Records from a data source:

☆ ☆ ☆ ☆ ☆ ☆ ☆

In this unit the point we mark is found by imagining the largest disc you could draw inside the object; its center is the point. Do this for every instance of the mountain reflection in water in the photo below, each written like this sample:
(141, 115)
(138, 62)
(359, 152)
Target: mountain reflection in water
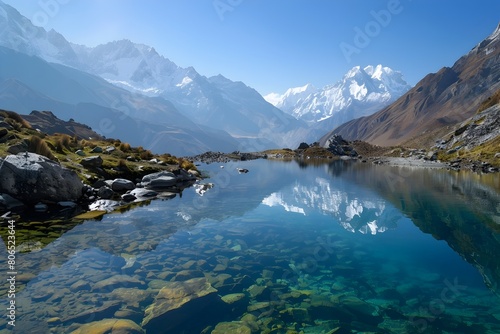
(295, 247)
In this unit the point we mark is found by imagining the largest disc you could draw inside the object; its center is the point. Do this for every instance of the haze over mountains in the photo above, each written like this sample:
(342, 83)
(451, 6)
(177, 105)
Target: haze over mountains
(361, 92)
(127, 90)
(164, 104)
(438, 101)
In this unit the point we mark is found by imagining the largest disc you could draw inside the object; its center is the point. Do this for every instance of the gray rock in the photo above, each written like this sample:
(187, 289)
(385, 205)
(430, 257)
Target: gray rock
(6, 125)
(104, 205)
(143, 193)
(122, 185)
(8, 202)
(18, 148)
(105, 192)
(432, 155)
(159, 180)
(93, 161)
(41, 207)
(31, 178)
(110, 149)
(128, 197)
(67, 204)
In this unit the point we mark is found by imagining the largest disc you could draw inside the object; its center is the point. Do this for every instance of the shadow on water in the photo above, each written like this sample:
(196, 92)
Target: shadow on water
(461, 208)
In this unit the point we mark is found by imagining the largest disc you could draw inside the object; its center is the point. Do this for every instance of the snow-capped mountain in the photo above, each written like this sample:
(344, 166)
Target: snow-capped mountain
(361, 92)
(214, 102)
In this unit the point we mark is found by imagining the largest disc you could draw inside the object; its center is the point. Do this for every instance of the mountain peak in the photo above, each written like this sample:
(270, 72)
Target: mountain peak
(361, 91)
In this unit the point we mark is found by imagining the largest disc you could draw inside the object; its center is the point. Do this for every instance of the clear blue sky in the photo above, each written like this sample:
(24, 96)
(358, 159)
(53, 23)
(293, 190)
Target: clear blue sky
(274, 45)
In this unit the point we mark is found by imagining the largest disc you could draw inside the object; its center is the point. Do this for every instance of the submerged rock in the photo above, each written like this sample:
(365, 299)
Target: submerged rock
(235, 327)
(112, 326)
(8, 202)
(178, 302)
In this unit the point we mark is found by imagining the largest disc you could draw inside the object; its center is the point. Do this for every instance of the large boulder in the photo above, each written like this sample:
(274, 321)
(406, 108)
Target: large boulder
(159, 180)
(32, 178)
(122, 185)
(178, 302)
(7, 202)
(94, 161)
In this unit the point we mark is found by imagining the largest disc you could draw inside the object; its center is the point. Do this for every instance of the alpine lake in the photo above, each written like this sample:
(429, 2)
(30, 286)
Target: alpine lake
(289, 247)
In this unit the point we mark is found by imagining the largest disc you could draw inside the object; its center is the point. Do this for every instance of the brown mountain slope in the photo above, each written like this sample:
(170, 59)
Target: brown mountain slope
(439, 100)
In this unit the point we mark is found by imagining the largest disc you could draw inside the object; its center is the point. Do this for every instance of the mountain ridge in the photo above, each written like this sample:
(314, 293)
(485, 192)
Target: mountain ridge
(138, 68)
(440, 99)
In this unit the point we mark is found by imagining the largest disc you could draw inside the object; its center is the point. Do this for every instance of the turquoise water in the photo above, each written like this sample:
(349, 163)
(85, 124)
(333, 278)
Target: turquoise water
(287, 248)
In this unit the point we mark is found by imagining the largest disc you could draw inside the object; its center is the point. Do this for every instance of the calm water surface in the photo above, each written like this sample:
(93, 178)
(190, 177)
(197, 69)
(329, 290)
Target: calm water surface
(287, 248)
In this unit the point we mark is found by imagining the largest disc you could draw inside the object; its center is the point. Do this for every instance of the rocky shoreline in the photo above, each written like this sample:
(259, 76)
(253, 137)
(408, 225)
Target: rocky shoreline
(31, 183)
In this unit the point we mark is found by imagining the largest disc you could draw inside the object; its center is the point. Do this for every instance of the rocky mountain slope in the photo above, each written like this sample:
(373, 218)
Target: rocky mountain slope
(438, 101)
(29, 83)
(359, 92)
(140, 69)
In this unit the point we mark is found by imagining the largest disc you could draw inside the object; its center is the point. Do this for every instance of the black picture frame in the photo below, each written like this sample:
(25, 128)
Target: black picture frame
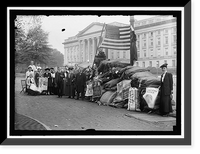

☆ ☆ ☆ ☆ ☆ ☆ ☆

== Work instruction ==
Which lines in the records above contain the string "black"? Copy them.

== Written reply ==
In this unit the point we mark is found by imagining the largest disc you could draw inside the object; its center is the point. Do this for every instance of the black picture frame in the photo below, each written like this sample:
Target: black picture frame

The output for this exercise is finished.